[Begin PROVIDED PASSAGE]

[FFmpeg-devel] [PATCH] avutil/lls: speed up performance of solve_lls

Tue Nov 24 04:28:07 CET 2015

On Mon, Nov 23, 2015 at 8:00 PM, Ganesh Ajjanagadde
<gajjanagadde at gmail.com> wrote:
> This is a trivial rewrite of the loops that results in better cache
> efficiency. Essentially, iterating backwards over an array is a bad
> idea, since it leads to many cache misses: forward iteration fetches a
> new cache line that gets subsequently used, while backwards iteration fetches the
> cache line thinking that the indexing would move forwards (the common behavior),
> resulting in many cache misses.
>
> Speedup is nontrivial. Benchmarks obtained by 10^6 iterations within
> solve_lls, with START/STOP_TIMER. File is tests/data/fate/flac-16-lpc-cholesky.err.
> Hardware: x86-64, Haswell, GNU/Linux.
>
> new:
>   12598 decicycles in solve_lls, 2096871 runs,    281 skips
>   12393 decicycles in solve_lls, 4193889 runs,    415 skips
>   12250 decicycles in solve_lls, 8387253 runs,   1355 skips
>   12585 decicycles in solve_lls,16775089 runs,   2127 skips
>   12785 decicycles in solve_lls,33550272 runs,   4160 skips
>   12483 decicycles in solve_lls,67101734 runs,   7130 skips
>   12610 decicycles in solve_lls,134202614 runs,  15114 skips
>
> old:
>   18101 decicycles in solve_lls, 2096659 runs,    493 skips
>   17850 decicycles in solve_lls, 4193609 runs,    695 skips
>   17757 decicycles in solve_lls, 8387458 runs,   1150 skips
>   17746 decicycles in solve_lls,16775207 runs,   2009 skips
>   17906 decicycles in solve_lls,33550820 runs,   3612 skips
>   17931 decicycles in solve_lls,67102891 runs,   5973 skips
>   17907 decicycles in solve_lls,134206693 runs,  11035 skips
>
> -------------------------------------------------------------------------------
> Barring asm for this function, there are two (more interesting) potential
> optimizations for the Cholesky decomposition here:
> 1. Notice that update_lls is doing a rank one update of the matrix via the var
> vector. Rank one update of the Cholesky decomposition can be done much more
> efficiently than a full blown decomposition, see e.g Wikipedia. This will almost
> certainly require some API thought.
>
> 2. LDL' form of the Cholesky factorization offers 2 main advantages:
> a) Avoiding sqrt and its associated cost, trading it off with extra multiplications.
> This may or may not be worth the computational cost, though it seems like in
> FFmpeg, the Cholesky operates on small matrices of dim ~ 3-50, resulting in
> not too many extra multiplies.

[End PROVIDED PASSAGE]

(WHAT THIS TASK INVOLVES): Pick up the FFmpeg solve_lls patch email after its last sentence and continue it.

[Begin PROVIDED MATERIAL]

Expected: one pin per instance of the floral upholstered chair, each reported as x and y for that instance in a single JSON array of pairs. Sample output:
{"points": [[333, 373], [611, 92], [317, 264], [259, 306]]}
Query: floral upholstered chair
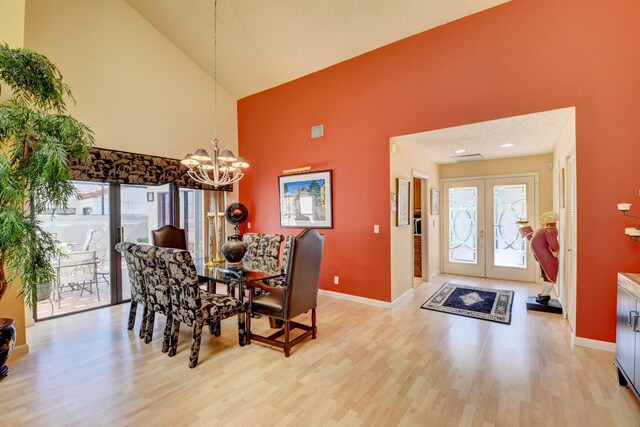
{"points": [[193, 306], [138, 294], [156, 287]]}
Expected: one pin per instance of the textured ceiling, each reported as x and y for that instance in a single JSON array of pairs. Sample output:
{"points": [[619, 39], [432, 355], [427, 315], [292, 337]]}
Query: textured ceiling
{"points": [[530, 134], [264, 43]]}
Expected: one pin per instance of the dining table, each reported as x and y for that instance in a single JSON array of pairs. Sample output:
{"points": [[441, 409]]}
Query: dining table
{"points": [[234, 276]]}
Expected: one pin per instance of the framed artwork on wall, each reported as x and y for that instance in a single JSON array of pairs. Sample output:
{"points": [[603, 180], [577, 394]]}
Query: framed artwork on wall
{"points": [[402, 211], [435, 202], [306, 200]]}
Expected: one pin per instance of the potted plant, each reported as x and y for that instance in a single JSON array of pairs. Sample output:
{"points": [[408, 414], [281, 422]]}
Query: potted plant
{"points": [[37, 139]]}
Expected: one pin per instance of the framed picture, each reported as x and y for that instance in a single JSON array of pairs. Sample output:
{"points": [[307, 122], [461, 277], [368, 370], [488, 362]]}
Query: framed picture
{"points": [[306, 200], [402, 210], [435, 202]]}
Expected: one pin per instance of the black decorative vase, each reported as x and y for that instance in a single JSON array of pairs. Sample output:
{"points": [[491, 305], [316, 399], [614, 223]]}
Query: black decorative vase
{"points": [[7, 343], [234, 249]]}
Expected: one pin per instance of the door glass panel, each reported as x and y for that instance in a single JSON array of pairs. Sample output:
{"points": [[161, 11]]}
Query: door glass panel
{"points": [[142, 209], [509, 206], [463, 230], [191, 220], [82, 231]]}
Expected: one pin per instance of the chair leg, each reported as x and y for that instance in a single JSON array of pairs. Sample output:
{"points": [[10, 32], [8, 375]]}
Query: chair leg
{"points": [[287, 347], [151, 318], [143, 327], [215, 328], [132, 315], [195, 347], [175, 331], [166, 336], [242, 331], [314, 330]]}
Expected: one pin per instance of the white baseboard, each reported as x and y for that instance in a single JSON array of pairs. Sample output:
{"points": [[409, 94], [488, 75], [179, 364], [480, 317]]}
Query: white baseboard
{"points": [[354, 298], [402, 298], [589, 343], [21, 349]]}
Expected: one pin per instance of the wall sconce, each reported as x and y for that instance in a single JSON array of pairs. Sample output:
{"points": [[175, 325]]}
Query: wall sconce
{"points": [[632, 232]]}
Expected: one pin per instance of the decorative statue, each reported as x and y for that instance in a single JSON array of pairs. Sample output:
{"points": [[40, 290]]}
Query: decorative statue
{"points": [[545, 247]]}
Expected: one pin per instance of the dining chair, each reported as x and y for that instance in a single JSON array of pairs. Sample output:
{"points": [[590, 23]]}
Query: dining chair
{"points": [[298, 295], [169, 236], [194, 307], [156, 287], [138, 294]]}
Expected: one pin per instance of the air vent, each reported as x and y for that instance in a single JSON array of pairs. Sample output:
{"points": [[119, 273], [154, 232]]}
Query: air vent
{"points": [[468, 158]]}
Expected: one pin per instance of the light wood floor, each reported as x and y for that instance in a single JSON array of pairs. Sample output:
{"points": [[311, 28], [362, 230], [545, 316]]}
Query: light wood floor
{"points": [[369, 366]]}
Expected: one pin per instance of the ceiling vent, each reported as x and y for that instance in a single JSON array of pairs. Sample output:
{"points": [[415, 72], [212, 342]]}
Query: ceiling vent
{"points": [[468, 158]]}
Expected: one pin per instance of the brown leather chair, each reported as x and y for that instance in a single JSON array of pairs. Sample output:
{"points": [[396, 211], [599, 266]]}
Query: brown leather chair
{"points": [[169, 236], [299, 294]]}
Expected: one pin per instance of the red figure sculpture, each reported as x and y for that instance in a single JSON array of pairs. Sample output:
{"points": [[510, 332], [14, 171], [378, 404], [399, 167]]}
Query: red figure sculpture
{"points": [[545, 247]]}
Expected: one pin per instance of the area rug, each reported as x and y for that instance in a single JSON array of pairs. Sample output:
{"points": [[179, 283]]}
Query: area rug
{"points": [[480, 303]]}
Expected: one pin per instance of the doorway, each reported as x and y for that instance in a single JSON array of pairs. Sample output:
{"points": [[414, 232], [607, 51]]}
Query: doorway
{"points": [[481, 233], [420, 229]]}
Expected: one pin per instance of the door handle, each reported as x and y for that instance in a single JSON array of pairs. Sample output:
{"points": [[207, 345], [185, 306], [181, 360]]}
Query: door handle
{"points": [[632, 316], [635, 322]]}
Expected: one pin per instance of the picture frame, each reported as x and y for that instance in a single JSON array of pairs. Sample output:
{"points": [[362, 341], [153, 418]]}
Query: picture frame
{"points": [[306, 200], [403, 202], [435, 202]]}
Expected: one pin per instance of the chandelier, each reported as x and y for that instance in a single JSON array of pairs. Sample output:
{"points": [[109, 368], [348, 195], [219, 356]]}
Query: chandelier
{"points": [[222, 168]]}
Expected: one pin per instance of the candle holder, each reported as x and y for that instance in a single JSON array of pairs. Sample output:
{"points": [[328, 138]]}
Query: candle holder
{"points": [[211, 216]]}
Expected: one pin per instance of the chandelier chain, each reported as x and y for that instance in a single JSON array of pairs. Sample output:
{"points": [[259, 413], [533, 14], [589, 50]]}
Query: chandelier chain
{"points": [[215, 68]]}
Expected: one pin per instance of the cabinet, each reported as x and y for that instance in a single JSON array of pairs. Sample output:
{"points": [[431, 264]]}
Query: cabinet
{"points": [[628, 331]]}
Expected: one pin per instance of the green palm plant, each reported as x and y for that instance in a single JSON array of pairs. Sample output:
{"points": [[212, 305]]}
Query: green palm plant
{"points": [[37, 140]]}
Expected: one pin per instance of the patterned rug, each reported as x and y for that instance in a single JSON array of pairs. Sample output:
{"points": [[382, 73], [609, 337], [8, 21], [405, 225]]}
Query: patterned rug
{"points": [[481, 303]]}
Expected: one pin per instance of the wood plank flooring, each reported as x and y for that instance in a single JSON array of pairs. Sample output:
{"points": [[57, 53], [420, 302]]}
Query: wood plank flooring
{"points": [[369, 366]]}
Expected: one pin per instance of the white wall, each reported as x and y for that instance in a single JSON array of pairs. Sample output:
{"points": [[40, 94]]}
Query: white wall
{"points": [[403, 163]]}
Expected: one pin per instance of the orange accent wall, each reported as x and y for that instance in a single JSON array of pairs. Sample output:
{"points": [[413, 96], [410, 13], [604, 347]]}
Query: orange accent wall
{"points": [[521, 57]]}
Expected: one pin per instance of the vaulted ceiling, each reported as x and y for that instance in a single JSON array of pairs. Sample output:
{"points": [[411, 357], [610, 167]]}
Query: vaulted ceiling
{"points": [[264, 43]]}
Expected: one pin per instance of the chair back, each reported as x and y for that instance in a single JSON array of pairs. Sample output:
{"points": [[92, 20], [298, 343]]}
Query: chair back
{"points": [[268, 256], [138, 294], [169, 236], [154, 278], [77, 267], [286, 251], [303, 273], [252, 240], [186, 304]]}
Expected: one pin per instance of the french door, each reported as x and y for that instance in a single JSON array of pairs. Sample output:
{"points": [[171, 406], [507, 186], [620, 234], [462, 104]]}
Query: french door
{"points": [[481, 233]]}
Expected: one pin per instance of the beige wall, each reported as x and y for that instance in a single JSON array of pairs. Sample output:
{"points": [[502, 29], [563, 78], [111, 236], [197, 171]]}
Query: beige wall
{"points": [[403, 163], [133, 87], [12, 32], [512, 165], [565, 146]]}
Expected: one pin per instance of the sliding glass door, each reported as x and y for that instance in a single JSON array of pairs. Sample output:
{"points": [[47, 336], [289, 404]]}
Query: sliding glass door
{"points": [[82, 274], [91, 273]]}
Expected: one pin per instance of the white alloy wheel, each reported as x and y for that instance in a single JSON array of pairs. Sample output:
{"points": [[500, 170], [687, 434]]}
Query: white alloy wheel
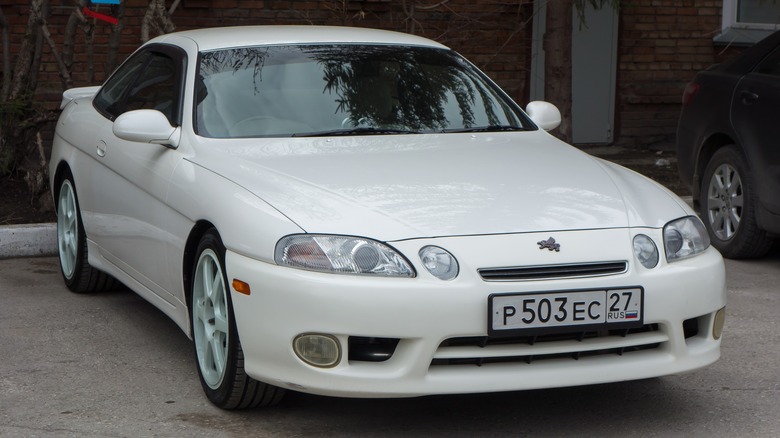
{"points": [[67, 229], [210, 318], [725, 201], [217, 346]]}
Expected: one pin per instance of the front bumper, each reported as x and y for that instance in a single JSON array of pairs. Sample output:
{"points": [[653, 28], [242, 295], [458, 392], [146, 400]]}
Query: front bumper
{"points": [[431, 320]]}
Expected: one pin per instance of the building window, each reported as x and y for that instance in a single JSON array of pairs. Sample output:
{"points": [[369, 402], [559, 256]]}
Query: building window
{"points": [[748, 21]]}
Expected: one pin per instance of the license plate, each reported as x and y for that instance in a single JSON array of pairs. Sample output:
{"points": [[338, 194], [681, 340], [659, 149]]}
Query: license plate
{"points": [[557, 311]]}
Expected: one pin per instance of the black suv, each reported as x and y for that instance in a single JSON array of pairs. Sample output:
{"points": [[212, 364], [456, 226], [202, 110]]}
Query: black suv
{"points": [[728, 149]]}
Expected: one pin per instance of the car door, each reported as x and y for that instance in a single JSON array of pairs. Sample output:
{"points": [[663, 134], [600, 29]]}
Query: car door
{"points": [[754, 114], [130, 201]]}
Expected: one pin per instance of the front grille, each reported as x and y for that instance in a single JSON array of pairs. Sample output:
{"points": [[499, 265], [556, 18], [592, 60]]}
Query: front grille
{"points": [[521, 273], [572, 345]]}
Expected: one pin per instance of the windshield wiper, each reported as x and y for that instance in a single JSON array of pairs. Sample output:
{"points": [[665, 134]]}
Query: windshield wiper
{"points": [[356, 131], [490, 128]]}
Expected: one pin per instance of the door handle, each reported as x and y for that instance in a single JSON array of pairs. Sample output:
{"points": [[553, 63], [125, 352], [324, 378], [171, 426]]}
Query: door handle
{"points": [[748, 97]]}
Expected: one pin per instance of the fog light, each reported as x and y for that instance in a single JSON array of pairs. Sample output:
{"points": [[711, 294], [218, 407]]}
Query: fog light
{"points": [[717, 325], [317, 350]]}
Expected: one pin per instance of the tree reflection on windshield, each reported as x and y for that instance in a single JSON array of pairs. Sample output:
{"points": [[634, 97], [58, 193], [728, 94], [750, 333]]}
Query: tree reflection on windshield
{"points": [[332, 89]]}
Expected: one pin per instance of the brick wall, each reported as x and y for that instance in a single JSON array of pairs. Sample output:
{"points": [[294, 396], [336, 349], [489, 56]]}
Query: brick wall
{"points": [[662, 45], [492, 34]]}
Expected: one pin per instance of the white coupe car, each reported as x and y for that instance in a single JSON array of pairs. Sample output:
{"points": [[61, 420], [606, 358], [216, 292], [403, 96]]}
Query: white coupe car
{"points": [[362, 213]]}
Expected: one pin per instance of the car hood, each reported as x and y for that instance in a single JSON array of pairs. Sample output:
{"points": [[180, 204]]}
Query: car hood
{"points": [[395, 187]]}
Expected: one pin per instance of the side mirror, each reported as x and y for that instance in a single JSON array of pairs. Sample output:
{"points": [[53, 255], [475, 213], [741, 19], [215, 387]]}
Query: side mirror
{"points": [[544, 114], [147, 126]]}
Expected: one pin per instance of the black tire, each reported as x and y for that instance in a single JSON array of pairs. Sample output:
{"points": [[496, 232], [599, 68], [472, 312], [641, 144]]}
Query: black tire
{"points": [[226, 385], [79, 276], [727, 201]]}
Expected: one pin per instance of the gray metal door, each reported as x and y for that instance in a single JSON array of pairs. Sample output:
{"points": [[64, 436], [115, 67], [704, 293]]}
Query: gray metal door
{"points": [[594, 66]]}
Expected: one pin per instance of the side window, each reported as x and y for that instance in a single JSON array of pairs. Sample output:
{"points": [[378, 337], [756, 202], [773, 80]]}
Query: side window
{"points": [[108, 99], [770, 65], [150, 80], [155, 87]]}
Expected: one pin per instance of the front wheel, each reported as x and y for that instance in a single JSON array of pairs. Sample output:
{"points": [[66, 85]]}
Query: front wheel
{"points": [[218, 350], [728, 206]]}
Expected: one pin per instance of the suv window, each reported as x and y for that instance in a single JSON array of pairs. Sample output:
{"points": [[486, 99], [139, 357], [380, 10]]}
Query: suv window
{"points": [[149, 80], [770, 65]]}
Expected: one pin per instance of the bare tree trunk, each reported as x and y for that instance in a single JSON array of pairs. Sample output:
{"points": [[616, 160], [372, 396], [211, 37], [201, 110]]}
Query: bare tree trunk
{"points": [[76, 18], [24, 60], [6, 57], [156, 19], [557, 69], [114, 41]]}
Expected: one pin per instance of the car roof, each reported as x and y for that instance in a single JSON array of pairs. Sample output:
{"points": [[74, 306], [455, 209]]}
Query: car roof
{"points": [[242, 36], [752, 56]]}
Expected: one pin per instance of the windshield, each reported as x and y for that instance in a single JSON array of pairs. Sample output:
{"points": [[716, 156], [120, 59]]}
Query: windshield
{"points": [[322, 90]]}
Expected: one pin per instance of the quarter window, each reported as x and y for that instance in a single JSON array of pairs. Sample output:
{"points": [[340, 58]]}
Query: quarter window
{"points": [[149, 80]]}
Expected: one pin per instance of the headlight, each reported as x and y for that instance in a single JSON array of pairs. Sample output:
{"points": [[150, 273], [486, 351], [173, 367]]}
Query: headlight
{"points": [[684, 238], [341, 255], [646, 251]]}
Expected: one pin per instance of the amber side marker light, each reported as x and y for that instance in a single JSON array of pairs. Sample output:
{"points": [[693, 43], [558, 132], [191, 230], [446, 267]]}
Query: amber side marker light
{"points": [[717, 326], [241, 287]]}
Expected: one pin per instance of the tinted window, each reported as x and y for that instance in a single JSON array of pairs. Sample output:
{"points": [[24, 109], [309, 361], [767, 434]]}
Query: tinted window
{"points": [[770, 65], [149, 80], [321, 90]]}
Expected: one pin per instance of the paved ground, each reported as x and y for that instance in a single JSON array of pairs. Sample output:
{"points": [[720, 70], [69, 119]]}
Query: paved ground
{"points": [[111, 365]]}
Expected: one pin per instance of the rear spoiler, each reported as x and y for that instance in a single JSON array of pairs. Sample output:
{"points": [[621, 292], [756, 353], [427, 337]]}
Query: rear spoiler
{"points": [[77, 93]]}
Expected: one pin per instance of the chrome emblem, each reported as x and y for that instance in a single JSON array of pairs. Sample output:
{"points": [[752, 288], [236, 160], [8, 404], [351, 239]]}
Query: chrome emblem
{"points": [[549, 244]]}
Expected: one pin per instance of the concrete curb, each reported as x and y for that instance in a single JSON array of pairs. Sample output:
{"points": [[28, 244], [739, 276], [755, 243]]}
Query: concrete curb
{"points": [[38, 240], [32, 240]]}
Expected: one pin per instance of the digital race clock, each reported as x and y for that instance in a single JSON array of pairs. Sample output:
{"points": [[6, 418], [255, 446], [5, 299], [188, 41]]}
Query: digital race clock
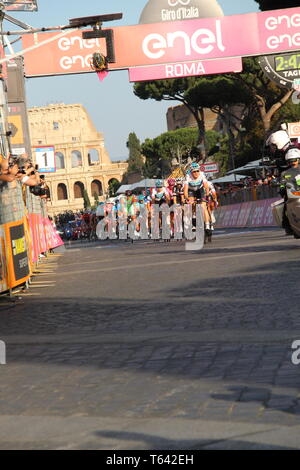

[End PROVIDED MATERIAL]

(SOLVED PROBLEM):
> b) It provides benefits especially in the poorly conditioned
> case since one does not have to worry about nan's and associated tainting due
> to the sqrt.
> This may or may not require API thought.
>
> I personally view 1 as being more unambiguously worthy of exploration at this stage.
>
> Signed-off-by: Ganesh Ajjanagadde <gajjanagadde at gmail.com>
> ---
>  libavutil/lls.c | 6 +++---
>  1 file changed, 3 insertions(+), 3 deletions(-)
>
> diff --git a/libavutil/lls.c b/libavutil/lls.c
> index f77043b..9fd756e 100644
> --- a/libavutil/lls.c
> +++ b/libavutil/lls.c
> @@ -55,7 +55,7 @@ void avpriv_solve_lls(LLSModel *m, double threshold, unsigned short min_order)
>          for (j = i; j < count; j++) {
>              double sum = covar[i][j];
>
> -            for (k = i - 1; k >= 0; k--)
> +            for (k = 0; k <= i-1; k++)
>                  sum -= factor[i][k] * factor[j][k];
>
>              if (i == j) {
> @@ -71,14 +71,14 @@ void avpriv_solve_lls(LLSModel *m, double threshold, unsigned short min_order)
>      for (i = 0; i < count; i++) {
>          double sum = covar_y[i + 1];
>
> -        for (k = i - 1; k >= 0; k--)
> +        for (k = 0; k <= i-1; k++)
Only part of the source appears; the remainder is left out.